== Extracted text

# Any MHF member also MCC going to rally at Gandia in March ?



## tonka (Apr 24, 2006)

We will be in Benidorm early March and have noticed a rally with the MCC being held at Gandia 16th-20th March.
Just wondered if any member on here may be going ??
If so might see you there..

http://motorcaravanclubspain.com/id11.html


----------



## Bryandh (Oct 6, 2010)

Not sure if there is a meet in Gandia, but there is one in March at Denia....see link below. Might be fully subscribed.

http://www.motorhomefacts.com/modules.php?name=Rallies&op=display_results&rid=295

Edit: Sorry tonka, mis-read your post and see now that you were asking about MCC rally. BTW stayed at L'alqueira 1st week in Jan, and wild horses would not drag me back..... strange ghostly place, but it was in off season.


----------



## tonka (Apr 24, 2006)

Bryandh said:


> Sorry tonka, mis-read your post and see now that you were asking about MCC rally. BTW stayed at L'alqueira 1st week in Jan, and wild horses would not drag me back..... strange ghostly place, but it was in off season.

====
== Extracted records

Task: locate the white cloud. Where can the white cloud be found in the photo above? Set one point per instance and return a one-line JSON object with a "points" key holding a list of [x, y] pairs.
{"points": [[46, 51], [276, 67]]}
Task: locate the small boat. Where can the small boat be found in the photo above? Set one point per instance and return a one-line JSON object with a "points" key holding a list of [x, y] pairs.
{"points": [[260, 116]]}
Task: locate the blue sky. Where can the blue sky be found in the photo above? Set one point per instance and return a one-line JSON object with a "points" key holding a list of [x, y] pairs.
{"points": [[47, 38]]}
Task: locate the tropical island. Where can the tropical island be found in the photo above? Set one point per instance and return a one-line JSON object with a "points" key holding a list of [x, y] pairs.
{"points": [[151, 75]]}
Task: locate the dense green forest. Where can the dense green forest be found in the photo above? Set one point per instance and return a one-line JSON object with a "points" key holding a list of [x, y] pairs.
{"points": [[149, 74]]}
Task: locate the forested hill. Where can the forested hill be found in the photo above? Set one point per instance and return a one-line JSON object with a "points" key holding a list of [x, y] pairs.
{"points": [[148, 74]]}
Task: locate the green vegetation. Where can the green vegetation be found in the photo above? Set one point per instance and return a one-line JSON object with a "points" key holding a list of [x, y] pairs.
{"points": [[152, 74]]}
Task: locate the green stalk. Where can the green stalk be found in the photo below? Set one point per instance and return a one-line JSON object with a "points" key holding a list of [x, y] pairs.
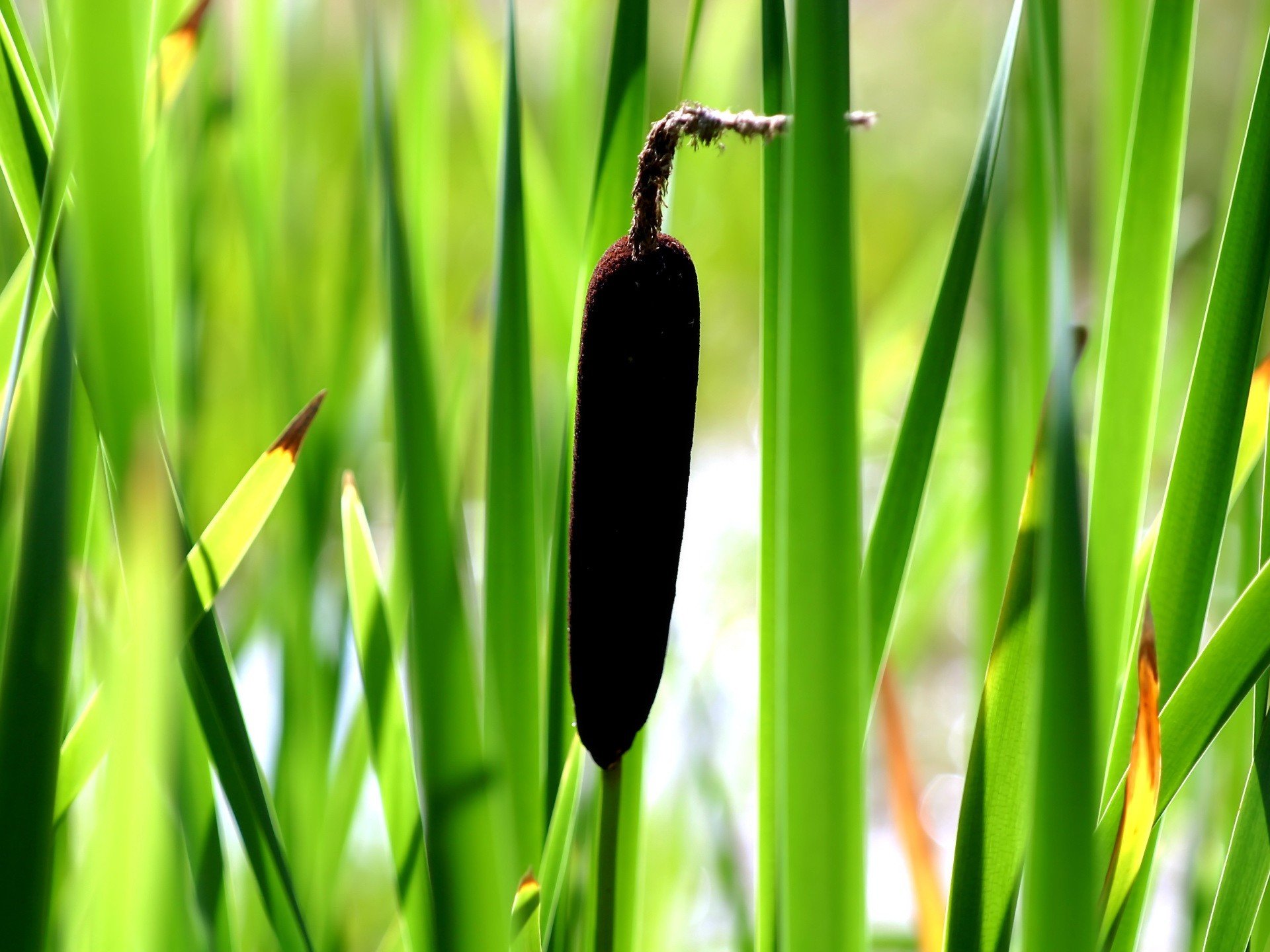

====

Please carry on the forum thread about the Gandia rally, starting right after its last line.

§ **Result below**
 :roll: Where's ur glasses.... 

We will be heading back north from Benidorm anyway so it's on our route. May as well pop in and take a look... Ghosts and all..!!


----------



## Bryandh (Oct 6, 2010)

tonka said:


> Bryandh said:
> 
> 
> > Sorry tonka, mis-read your post and see now that you were asking about MCC rally. BTW stayed at L'alqueira 1st week in Jan, and wild horses would not drag me back..... strange ghostly place, but it was in off season.
> ...


If you are in the area and have never pitched up at Camping Calpemar, Calpe, give it a go, great site, think it is in Campsite Reviews... fabulous showers etc.... safe travels.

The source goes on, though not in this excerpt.